Homes for sale also recorded an average fall of 2%, with some areas performing significantly worse than the others, dropping 11% year-on-year for villas and apartments decreasing by 7%.
The softening in Dubai's residential rental market has appeared earlier than originally anticipated, offering tenants in the emirate an opportunity to recoup somewhat after several tough years of high rents.
The decrease was felt throughout the market and areas with a significant amount of completed new supply were the most affected.
Additionally, some buyers of nearly completed buildings were keen to sell at negative premiums due to the imminent completion of the building and the requirement of final payment.
The highest quarter-on-quarter apartment rental declines were recorded on Shaikh Zayed Road (7%), Palm Jumeirah (6%) and Jumeirah Beach Residence (7%).

[Requests]
• a. Which areas does the Dubai housing text name as having the highest quarter-on-quarter apartment rental declines, and what percentage is given for each?
• b. According to the Dubai housing text, why were some buyers of nearly completed buildings keen to sell at negative premiums?

[Extracted data]

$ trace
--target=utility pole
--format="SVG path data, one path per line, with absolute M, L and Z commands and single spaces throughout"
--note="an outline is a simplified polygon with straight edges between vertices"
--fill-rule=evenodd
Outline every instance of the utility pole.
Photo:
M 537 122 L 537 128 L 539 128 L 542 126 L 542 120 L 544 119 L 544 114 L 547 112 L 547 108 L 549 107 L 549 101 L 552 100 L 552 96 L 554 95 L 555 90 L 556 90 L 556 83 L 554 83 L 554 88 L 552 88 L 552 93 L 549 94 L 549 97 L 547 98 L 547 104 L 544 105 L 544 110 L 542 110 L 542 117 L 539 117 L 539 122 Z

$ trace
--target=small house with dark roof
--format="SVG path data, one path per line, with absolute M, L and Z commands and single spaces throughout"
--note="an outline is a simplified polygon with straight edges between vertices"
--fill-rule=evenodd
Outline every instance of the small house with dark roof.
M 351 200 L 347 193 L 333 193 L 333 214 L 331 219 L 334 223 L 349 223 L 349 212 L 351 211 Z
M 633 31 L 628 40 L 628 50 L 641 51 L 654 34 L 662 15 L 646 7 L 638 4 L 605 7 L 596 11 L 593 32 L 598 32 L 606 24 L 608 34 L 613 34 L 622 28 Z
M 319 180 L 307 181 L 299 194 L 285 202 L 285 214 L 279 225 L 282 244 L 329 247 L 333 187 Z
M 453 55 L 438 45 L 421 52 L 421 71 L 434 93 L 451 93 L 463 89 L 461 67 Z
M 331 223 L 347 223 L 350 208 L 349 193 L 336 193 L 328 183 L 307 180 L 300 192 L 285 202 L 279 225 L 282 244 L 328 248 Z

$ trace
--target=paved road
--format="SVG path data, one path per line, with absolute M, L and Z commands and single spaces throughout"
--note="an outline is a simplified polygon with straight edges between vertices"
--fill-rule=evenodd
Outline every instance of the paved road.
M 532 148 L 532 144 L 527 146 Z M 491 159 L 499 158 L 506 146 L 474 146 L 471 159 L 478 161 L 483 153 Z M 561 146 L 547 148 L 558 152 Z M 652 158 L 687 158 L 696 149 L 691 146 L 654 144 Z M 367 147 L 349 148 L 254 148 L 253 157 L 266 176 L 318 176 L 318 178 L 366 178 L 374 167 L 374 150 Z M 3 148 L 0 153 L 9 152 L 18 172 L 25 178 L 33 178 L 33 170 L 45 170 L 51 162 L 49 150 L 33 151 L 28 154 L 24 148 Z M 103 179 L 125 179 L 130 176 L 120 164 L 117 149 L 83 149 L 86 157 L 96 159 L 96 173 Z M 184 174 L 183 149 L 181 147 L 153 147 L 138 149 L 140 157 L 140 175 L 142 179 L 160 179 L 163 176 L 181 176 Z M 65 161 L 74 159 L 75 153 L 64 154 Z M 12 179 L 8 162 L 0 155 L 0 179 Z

[Solutions by task]
• a.
- Shaikh Zayed Road: 7%
- Palm Jumeirah: 6%
- Jumeirah Beach Residence: 7%

• b. The buildings were about to be completed, and completion would require the buyers to make the final payment.